▸ Written instruction A
Reproduce word for word the stretch of the Netball Jamaica page from "Netball Jamaica is the" through "the FAST5 Girls.".
▸ Written instruction B
In the Netball Jamaica page, in what year was the Jamaica Netball Association founded?

▸ Page excerpt
┄┄┄┄┄┄┄┄┄┄

Netball Jamaica is the peak governing body for the sport of netball in Jamaica. The organisation's stated objectives for Jamaica netball are to achieve national and international success in competition, encourage greater participation and spectator involvement, and ensure excellence in all spheres of the sport. The senior Jamaican netball team is known as the Sunshine Girls, while the Jamaican Fast 5 netball team is known as Jamaica Fast5 or the FAST5 Girls.

Incorporation
In 2013, Netball Jamaica became the trading name for The Netball Foundation of Jamaica, a registered company and an approved charitable organisation. This new entity superseded the Jamaica Netball Association (JNA), which was founded in 1958, and brings with it fundamental changes to how the sport is administered going forward. As a part of the change, NJ will now have a maximum of three 2-year term limits for its presidents effective 2015. Before, presidents could serve up to ten years. The organization had been unincorporated for the last 50 years, but it now has been registered as a charitable company. The status of a charitable organization also meant sponsors and donors would receive tax relief for cash and in-kind donations that are treated as an allowable charitable expense under Section 13(1)(q) of the Jamaica Income Tax Act.

Organizational structure
The Foundation is governed by a Board of Directors of ten (10) persons with the authority to co-opt additional directors as it sees fit. The board meets twelve (12) times per year on the second Saturday of each month. Directors are not allowed to serve for more than three terms of two years each, for a total of six years. At the end of the 6-year term, if not before, the director will have to resign from service. As of July 6, 2013, the parish associations are now considered member associations of Netball Jamaica. This was keeping in line with the other major international netball associations around the world. Aside from promoting the sport of netball, Netball Jamaica is responsible for determining rules and policies within Jamaica, and organizing competition on behalf of the country.

┄┄┄┄┄┄┄┄┄┄

▸ Records shown
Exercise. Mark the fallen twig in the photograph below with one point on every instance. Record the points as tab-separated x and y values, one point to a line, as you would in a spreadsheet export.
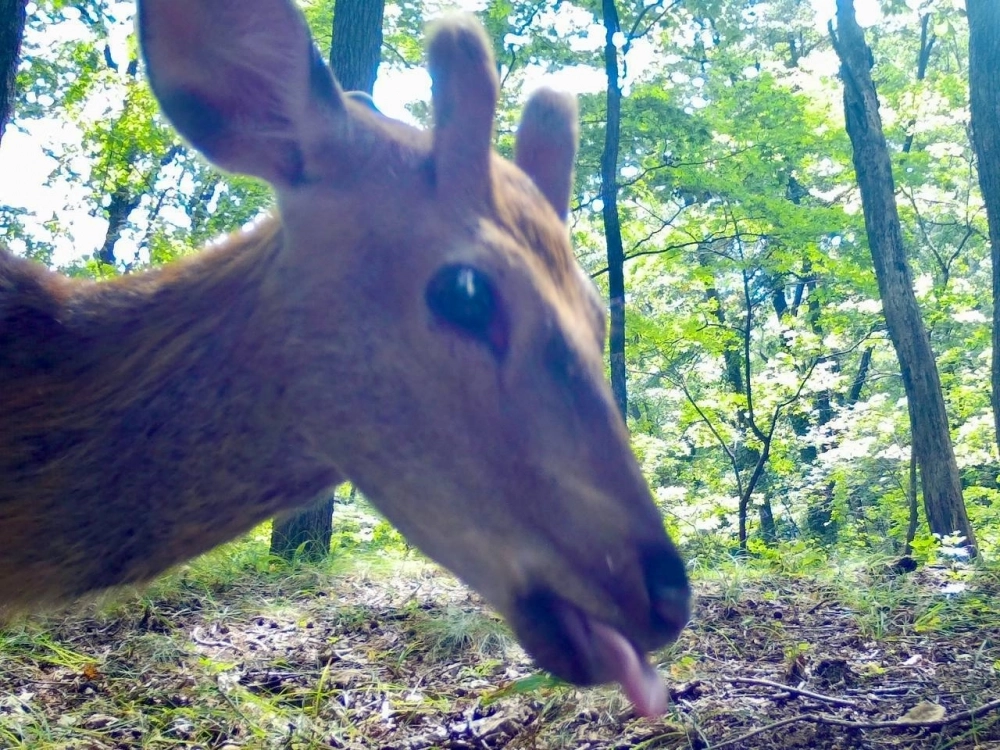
796	691
815	718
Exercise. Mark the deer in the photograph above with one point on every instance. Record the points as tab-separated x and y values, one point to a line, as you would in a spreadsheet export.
410	318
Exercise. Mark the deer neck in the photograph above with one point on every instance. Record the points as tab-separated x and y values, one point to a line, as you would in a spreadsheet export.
187	362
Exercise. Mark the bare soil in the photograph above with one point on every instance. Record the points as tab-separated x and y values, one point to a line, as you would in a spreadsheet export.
413	660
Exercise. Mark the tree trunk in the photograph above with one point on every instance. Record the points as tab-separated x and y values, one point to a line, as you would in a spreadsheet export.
354	58
609	199
984	102
12	19
928	417
357	43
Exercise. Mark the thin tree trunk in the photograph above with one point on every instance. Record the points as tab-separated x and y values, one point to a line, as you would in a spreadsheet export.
357	43
12	19
609	199
354	57
984	101
942	487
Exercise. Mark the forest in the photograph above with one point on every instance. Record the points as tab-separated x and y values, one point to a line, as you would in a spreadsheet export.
791	209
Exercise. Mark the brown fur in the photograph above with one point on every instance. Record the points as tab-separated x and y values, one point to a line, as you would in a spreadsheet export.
146	419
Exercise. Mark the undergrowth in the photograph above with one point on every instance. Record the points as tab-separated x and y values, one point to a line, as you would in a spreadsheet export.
377	648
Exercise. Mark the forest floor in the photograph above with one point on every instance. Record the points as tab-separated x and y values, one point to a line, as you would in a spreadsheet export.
386	651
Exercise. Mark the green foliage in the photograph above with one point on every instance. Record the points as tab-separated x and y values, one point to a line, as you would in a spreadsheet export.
754	324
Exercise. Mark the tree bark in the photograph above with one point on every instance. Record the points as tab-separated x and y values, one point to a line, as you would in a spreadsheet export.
354	57
609	199
984	102
942	487
357	43
13	16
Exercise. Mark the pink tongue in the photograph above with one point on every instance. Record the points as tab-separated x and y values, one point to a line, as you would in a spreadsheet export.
637	677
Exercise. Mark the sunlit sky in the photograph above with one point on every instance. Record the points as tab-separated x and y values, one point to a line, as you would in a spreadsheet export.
25	168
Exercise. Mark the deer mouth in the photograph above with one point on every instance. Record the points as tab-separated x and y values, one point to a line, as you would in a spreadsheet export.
580	649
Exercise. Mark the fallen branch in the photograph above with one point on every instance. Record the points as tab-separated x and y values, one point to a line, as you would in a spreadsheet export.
815	718
795	691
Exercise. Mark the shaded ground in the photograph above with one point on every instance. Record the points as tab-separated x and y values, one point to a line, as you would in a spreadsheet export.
403	657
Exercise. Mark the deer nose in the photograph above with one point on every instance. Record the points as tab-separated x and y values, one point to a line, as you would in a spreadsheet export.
669	593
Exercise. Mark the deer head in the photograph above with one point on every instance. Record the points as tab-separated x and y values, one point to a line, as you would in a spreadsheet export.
416	323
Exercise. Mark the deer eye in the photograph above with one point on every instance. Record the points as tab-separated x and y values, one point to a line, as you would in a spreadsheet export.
463	298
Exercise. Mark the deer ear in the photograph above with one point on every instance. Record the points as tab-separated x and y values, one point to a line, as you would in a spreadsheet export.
242	82
464	89
546	145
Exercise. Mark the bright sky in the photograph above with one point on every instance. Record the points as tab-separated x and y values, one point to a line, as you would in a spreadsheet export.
25	168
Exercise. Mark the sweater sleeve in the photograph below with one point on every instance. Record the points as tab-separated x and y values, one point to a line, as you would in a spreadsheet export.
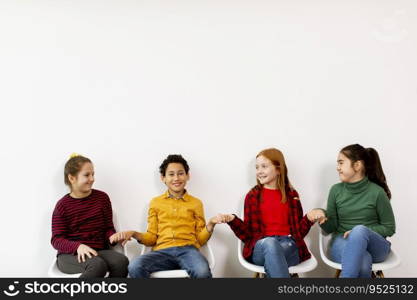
332	222
60	232
108	216
386	224
150	236
201	230
304	222
241	227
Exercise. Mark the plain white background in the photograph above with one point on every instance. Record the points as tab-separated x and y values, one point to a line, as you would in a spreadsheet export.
128	82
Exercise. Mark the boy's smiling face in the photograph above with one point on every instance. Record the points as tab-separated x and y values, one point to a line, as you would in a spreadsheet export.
175	179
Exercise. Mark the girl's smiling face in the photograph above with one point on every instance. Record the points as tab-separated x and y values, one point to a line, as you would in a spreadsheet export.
266	172
349	172
82	183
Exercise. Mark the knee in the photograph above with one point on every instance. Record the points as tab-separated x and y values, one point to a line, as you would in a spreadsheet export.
120	268
366	266
137	269
97	267
200	271
359	231
270	244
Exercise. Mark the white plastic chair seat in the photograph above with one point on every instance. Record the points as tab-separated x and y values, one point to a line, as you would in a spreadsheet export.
390	262
303	267
205	250
54	272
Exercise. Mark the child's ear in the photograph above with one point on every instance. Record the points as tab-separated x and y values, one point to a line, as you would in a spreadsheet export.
358	165
72	179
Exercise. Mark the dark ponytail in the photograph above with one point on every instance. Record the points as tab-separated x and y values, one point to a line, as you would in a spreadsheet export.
373	167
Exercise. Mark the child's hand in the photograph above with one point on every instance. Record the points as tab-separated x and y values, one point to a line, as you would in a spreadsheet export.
122	236
83	251
315	215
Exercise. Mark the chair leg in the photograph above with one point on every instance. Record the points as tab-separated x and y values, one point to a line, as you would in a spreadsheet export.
379	274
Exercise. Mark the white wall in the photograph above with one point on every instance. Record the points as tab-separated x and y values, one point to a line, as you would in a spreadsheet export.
128	82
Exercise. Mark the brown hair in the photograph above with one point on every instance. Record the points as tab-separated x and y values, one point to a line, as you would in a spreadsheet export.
277	159
73	167
372	163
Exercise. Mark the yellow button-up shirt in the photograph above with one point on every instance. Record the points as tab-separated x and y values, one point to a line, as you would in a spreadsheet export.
174	222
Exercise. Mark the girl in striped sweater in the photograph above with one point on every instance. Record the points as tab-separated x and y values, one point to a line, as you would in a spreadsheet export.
82	226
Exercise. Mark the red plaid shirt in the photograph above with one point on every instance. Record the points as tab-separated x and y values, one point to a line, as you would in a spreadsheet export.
252	228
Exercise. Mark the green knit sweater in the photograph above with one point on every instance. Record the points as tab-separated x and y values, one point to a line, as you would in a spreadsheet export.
360	203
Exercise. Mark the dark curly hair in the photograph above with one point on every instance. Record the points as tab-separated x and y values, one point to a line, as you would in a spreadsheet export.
373	167
173	158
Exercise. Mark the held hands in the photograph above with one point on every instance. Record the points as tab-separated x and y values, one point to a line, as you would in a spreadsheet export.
219	219
315	215
122	236
84	250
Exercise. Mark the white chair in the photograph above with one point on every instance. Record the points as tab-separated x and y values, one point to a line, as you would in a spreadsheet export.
205	250
392	260
303	267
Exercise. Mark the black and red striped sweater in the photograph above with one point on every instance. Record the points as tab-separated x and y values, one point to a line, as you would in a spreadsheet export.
87	221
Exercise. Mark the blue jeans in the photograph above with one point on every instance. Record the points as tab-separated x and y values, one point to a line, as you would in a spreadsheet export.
187	258
358	251
276	254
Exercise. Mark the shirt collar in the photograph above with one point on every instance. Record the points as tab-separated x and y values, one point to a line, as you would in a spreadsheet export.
185	197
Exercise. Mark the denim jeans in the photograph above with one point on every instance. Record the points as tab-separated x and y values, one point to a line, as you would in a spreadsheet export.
187	258
276	254
358	251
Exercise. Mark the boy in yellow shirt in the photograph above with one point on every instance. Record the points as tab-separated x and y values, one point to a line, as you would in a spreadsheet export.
176	228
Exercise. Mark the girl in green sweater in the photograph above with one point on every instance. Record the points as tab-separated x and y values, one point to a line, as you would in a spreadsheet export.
359	212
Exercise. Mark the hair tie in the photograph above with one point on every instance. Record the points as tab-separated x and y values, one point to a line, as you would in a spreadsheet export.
74	155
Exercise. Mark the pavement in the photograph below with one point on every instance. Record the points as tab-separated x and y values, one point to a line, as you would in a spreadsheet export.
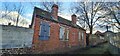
97	49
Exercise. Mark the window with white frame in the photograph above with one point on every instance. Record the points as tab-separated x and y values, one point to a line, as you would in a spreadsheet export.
44	33
67	34
82	35
64	33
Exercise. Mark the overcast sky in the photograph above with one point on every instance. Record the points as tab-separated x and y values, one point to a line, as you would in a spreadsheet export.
28	7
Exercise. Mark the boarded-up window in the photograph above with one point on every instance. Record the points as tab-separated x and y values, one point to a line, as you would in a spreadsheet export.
44	31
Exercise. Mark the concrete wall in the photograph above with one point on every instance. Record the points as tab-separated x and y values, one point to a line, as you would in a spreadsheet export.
15	37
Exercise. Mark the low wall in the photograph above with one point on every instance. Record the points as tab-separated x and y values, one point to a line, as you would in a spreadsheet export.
15	37
113	49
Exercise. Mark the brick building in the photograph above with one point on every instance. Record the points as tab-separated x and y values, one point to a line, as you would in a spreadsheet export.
53	32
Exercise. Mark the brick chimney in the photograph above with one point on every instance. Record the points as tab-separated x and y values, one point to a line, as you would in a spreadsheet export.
74	18
54	12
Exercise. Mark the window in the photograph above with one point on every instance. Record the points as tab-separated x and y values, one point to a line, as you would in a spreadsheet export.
64	33
44	33
79	37
82	35
67	34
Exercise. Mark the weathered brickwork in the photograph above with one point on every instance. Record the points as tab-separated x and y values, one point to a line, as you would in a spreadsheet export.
54	41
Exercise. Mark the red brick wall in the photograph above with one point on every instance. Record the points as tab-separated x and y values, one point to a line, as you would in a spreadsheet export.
54	42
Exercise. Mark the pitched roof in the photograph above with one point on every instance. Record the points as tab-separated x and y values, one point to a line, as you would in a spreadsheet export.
47	16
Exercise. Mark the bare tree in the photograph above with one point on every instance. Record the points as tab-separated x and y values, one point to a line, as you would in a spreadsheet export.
114	13
6	11
88	12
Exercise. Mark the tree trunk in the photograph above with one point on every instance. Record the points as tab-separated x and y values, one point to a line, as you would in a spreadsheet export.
88	36
17	20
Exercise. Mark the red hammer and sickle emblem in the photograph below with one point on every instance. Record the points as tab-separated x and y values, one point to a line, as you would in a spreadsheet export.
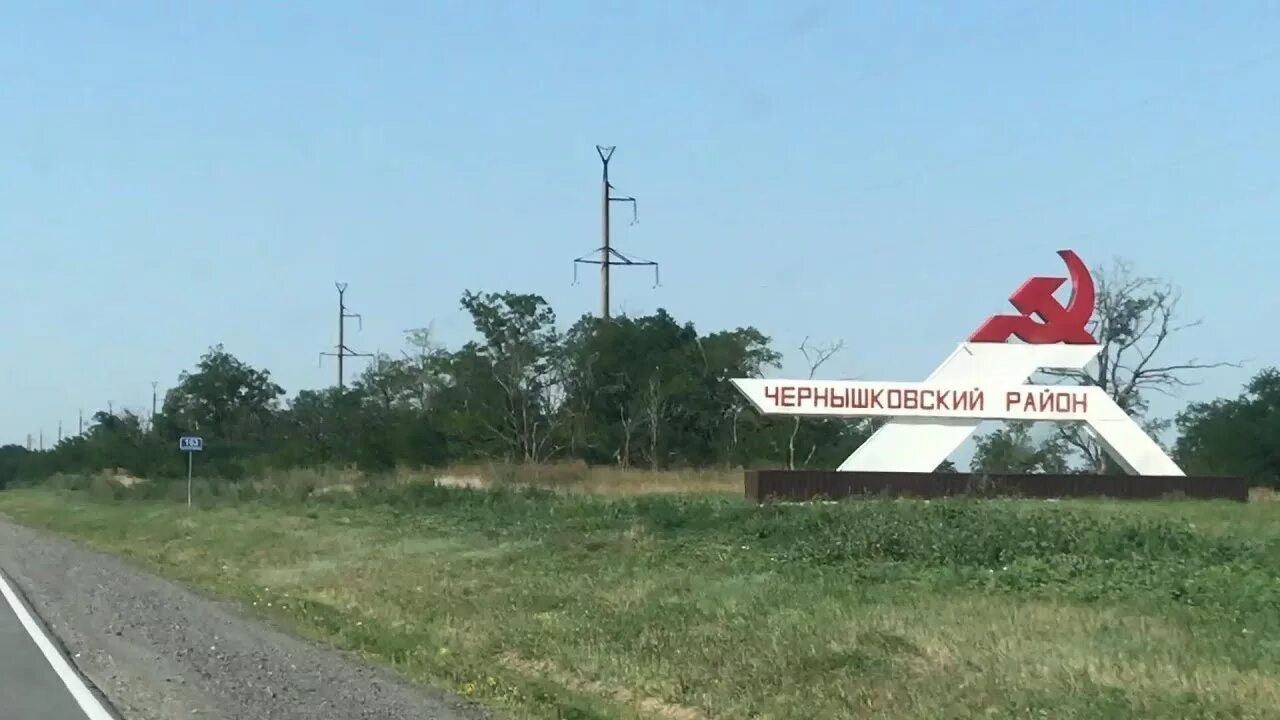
1034	299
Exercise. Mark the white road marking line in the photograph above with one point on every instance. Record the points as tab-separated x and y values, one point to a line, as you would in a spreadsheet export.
87	701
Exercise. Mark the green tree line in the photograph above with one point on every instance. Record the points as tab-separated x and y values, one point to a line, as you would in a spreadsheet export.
632	391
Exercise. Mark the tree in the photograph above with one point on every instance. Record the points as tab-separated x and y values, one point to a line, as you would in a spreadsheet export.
1134	319
1235	437
510	377
1013	450
227	401
814	356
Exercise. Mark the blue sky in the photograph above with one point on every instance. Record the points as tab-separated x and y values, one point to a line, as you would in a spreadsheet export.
177	174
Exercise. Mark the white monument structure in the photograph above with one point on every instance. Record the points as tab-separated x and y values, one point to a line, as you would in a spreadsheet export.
984	378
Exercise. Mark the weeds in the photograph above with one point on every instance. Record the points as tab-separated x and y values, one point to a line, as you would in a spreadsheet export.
560	604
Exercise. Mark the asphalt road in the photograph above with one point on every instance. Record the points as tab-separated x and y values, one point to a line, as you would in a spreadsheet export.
158	651
32	670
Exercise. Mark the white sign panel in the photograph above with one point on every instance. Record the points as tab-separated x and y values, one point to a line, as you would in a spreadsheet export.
984	378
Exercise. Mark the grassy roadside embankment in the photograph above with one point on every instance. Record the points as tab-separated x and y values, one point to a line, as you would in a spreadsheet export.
584	605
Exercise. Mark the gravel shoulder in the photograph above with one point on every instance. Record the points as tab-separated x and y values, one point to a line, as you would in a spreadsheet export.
158	651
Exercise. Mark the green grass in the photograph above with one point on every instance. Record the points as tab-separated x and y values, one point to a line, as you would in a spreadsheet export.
547	605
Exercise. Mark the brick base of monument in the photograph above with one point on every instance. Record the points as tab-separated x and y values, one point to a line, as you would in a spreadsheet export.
798	486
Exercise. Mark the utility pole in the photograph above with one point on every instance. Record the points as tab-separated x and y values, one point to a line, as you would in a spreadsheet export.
343	351
611	256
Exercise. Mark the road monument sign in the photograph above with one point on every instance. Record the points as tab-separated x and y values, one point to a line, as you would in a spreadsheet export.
190	445
983	379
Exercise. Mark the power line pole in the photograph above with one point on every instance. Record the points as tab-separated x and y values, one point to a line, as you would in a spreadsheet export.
343	351
609	255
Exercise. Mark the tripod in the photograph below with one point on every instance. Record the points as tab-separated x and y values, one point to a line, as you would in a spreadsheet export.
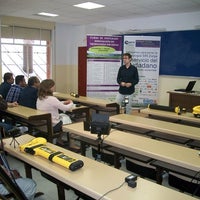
14	141
100	141
125	102
15	132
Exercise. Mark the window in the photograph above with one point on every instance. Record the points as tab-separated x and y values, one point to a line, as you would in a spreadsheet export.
26	50
27	57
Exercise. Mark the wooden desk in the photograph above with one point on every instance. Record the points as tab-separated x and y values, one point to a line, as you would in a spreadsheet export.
88	101
157	125
184	100
94	178
79	111
184	117
29	115
167	152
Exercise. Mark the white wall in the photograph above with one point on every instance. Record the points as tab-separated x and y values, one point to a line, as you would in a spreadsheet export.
69	38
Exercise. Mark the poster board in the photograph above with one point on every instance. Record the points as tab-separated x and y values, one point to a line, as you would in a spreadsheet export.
145	51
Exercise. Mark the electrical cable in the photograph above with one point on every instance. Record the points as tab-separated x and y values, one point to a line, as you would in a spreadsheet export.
111	191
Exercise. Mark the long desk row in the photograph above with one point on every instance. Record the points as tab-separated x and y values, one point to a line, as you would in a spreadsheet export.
31	117
94	178
90	101
163	151
157	125
187	117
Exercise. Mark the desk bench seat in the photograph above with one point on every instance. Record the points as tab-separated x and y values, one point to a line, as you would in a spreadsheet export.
168	137
124	127
164	166
118	153
194	144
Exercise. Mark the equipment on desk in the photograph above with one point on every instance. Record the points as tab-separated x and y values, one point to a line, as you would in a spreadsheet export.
188	88
124	103
196	111
74	95
100	124
14	132
165	108
38	146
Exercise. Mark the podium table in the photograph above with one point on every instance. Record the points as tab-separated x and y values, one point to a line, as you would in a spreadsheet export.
184	99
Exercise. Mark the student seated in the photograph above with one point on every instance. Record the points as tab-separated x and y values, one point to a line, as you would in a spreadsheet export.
3	106
29	94
48	103
15	90
8	80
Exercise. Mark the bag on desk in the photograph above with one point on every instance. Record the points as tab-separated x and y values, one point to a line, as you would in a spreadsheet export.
65	119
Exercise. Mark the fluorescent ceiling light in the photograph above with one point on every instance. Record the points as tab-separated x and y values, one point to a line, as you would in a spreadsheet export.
48	14
89	5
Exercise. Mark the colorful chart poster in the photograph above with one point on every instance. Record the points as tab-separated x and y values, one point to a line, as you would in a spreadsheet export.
103	61
145	51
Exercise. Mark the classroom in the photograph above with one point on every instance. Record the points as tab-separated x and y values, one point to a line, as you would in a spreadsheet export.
144	131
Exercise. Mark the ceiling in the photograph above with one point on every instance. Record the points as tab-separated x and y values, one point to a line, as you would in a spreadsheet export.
114	10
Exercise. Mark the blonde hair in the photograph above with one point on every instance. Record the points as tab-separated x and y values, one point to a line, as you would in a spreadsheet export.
45	88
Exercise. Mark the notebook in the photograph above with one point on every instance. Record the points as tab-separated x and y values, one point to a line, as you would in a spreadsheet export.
188	88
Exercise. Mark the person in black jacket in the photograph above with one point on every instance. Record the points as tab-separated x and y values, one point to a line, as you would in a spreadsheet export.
127	78
29	94
8	80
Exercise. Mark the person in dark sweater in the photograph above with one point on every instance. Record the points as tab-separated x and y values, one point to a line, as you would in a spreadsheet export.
29	94
127	78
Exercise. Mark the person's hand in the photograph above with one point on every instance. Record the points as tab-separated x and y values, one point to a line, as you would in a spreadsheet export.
128	84
123	84
68	101
13	104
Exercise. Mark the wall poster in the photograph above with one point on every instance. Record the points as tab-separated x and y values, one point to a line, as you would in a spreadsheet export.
103	61
145	51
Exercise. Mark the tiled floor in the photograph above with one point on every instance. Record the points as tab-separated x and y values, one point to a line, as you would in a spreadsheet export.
48	188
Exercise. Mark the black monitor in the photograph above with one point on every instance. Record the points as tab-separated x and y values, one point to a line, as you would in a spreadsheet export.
100	124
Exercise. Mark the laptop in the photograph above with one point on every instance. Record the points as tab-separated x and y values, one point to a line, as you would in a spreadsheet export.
188	88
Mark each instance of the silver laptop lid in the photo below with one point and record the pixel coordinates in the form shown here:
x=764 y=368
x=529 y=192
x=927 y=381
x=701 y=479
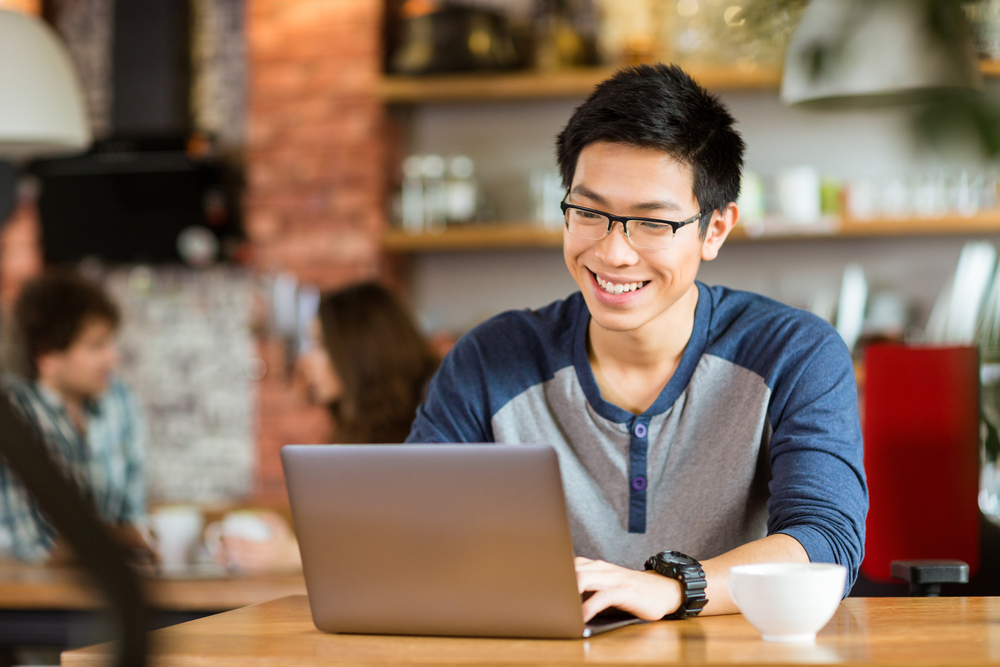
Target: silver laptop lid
x=469 y=540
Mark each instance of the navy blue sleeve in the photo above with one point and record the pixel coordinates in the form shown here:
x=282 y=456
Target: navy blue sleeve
x=489 y=366
x=819 y=494
x=456 y=409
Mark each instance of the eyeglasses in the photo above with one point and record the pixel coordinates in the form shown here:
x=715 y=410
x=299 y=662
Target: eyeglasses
x=647 y=233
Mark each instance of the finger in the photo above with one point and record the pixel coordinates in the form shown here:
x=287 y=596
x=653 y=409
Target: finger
x=600 y=601
x=596 y=580
x=595 y=565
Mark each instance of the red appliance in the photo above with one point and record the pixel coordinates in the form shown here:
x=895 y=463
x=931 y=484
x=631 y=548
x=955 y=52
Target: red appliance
x=921 y=431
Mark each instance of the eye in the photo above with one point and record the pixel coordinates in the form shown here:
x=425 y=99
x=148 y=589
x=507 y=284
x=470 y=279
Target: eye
x=588 y=217
x=658 y=228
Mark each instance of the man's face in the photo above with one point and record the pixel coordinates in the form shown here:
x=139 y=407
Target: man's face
x=626 y=180
x=83 y=369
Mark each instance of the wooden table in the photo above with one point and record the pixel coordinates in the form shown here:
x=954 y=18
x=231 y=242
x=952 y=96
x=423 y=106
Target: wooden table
x=867 y=631
x=53 y=606
x=25 y=587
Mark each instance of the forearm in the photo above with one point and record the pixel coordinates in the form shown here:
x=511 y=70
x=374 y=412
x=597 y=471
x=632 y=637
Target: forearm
x=777 y=548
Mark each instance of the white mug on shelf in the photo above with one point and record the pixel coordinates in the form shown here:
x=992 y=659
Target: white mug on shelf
x=799 y=194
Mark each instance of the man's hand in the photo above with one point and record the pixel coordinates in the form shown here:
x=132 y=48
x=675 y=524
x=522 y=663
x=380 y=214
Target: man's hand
x=648 y=595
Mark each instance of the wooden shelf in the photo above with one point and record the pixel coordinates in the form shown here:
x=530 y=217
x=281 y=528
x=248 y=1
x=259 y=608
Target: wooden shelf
x=578 y=82
x=525 y=237
x=473 y=237
x=537 y=85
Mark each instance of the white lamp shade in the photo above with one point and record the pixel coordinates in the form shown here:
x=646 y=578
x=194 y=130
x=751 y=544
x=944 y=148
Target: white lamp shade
x=41 y=101
x=873 y=50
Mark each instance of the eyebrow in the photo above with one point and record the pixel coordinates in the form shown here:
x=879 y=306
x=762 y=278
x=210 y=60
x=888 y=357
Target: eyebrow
x=665 y=204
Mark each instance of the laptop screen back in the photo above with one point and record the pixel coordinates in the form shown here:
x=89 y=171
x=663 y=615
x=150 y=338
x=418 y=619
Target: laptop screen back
x=466 y=540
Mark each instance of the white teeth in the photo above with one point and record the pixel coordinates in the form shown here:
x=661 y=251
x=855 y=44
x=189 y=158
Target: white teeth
x=614 y=288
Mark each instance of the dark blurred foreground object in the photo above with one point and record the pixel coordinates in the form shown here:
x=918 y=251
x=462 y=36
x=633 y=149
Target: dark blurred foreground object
x=8 y=186
x=921 y=431
x=92 y=542
x=46 y=117
x=454 y=38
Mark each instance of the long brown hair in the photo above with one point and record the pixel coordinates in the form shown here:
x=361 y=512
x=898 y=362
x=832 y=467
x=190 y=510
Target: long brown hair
x=382 y=360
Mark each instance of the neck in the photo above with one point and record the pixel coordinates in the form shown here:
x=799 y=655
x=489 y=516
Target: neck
x=657 y=344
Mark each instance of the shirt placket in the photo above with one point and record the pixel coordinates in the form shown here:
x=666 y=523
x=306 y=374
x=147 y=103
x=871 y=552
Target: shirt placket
x=638 y=448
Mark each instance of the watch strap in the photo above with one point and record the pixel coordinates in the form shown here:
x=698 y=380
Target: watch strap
x=689 y=574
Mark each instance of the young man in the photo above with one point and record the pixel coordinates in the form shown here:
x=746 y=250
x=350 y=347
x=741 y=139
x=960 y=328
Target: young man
x=714 y=424
x=90 y=422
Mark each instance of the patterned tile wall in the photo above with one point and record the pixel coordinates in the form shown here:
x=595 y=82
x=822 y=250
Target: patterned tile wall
x=188 y=351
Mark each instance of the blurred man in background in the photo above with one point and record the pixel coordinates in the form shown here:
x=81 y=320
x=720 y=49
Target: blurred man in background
x=90 y=422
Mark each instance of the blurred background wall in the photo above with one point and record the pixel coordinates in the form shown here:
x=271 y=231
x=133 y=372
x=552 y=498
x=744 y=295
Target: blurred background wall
x=288 y=95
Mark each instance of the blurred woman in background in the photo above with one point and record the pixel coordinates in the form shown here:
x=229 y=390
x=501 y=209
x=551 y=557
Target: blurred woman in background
x=370 y=365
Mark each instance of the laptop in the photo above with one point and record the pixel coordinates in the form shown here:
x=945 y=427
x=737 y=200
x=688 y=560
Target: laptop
x=455 y=540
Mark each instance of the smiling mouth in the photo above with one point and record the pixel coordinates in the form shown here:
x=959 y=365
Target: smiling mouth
x=618 y=288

┄┄┄┄┄┄┄┄┄┄

▸ Correct answer A
Netball Jamaica is the peak governing body for the sport of netball in Jamaica. The organisation's stated objectives for Jamaica netball are to achieve national and international success in competition, encourage greater participation and spectator involvement, and ensure excellence in all spheres of the sport. The senior Jamaican netball team is known as the Sunshine Girls, while the Jamaican Fast 5 netball team is known as Jamaica Fast5 or the FAST5 Girls.

▸ Correct answer B
1958